GOAL OF THE EXERCISE:
Copy the records below from their start through the line containing "point(658, 412)", substituting "cab window" for "cab windshield" and changing nothing else.

** BEGIN DATASET **

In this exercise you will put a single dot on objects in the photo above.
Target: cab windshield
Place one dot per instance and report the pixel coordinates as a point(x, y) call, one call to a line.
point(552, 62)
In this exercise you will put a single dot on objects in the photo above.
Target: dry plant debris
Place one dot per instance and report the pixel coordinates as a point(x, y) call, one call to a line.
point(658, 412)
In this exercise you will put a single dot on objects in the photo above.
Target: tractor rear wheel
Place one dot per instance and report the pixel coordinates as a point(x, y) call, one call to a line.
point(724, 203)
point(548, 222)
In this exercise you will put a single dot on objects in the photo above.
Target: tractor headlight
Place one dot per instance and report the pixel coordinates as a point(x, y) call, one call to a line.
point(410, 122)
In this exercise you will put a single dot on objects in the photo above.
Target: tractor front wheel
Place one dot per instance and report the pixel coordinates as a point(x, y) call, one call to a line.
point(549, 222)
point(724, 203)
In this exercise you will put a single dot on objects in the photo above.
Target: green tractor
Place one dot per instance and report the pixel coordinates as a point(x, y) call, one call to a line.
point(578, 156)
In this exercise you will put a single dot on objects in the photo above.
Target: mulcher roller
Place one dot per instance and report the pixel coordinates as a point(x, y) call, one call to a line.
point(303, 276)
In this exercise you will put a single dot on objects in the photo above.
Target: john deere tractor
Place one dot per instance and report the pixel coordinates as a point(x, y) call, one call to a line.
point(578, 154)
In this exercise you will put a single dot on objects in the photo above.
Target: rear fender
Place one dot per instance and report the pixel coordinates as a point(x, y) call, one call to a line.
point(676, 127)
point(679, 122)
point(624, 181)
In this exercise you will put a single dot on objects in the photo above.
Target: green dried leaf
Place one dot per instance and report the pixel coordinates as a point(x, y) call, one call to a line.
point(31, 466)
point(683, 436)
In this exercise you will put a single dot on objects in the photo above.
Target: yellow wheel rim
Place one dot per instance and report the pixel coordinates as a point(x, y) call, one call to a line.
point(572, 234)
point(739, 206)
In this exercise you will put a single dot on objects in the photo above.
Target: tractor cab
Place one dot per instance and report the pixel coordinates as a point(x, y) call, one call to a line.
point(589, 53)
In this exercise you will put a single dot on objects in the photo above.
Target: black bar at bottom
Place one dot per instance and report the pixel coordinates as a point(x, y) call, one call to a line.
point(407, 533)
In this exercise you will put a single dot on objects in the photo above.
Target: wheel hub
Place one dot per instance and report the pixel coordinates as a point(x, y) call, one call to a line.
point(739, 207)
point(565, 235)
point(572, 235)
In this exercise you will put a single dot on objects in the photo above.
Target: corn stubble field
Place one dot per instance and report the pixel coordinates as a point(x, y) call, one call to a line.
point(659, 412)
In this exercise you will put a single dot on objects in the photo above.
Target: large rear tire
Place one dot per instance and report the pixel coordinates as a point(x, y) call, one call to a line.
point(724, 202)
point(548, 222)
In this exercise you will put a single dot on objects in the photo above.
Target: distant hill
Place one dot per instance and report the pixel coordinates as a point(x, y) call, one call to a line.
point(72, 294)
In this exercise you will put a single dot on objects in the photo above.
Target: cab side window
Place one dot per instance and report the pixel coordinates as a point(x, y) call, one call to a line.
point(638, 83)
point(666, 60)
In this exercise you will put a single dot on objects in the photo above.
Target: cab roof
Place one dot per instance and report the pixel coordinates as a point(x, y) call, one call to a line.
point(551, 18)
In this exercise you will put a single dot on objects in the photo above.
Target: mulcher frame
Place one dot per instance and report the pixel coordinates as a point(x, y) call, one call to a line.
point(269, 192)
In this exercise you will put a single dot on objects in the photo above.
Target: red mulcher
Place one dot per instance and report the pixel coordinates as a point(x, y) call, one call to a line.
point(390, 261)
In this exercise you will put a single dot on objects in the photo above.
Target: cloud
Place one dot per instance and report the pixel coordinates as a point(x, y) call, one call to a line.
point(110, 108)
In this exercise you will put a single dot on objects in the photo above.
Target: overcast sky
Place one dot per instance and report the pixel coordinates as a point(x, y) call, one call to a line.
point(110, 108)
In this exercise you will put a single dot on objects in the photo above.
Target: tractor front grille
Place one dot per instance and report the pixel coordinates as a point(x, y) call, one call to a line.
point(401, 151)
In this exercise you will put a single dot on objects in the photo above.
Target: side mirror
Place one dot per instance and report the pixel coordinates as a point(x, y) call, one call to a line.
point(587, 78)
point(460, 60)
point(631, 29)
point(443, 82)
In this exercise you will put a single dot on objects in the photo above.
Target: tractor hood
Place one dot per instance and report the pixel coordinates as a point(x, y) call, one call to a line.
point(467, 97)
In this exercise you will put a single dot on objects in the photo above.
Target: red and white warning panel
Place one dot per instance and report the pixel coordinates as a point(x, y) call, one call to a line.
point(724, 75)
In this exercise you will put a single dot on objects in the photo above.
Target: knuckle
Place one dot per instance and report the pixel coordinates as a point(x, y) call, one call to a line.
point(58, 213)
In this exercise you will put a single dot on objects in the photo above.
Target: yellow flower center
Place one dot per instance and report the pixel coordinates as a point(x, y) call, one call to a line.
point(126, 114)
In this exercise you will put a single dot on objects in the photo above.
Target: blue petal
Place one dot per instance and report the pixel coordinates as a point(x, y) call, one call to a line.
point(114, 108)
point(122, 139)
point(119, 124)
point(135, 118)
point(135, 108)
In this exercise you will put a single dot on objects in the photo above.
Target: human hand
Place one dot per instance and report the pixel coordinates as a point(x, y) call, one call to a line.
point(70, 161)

** END DATASET **

RIGHT ANSWER:
In this exercise you will put a single dot on objects in the photo above.
Target: cab window
Place one dot per instance and report the pixel coordinates as a point(x, y) call, one call to a line.
point(552, 62)
In this exercise you will put a single dot on objects in the photo above.
Target: dry plant debris
Place one dot per instance and report the pixel coordinates as a point(x, y) call, one call to a line.
point(658, 412)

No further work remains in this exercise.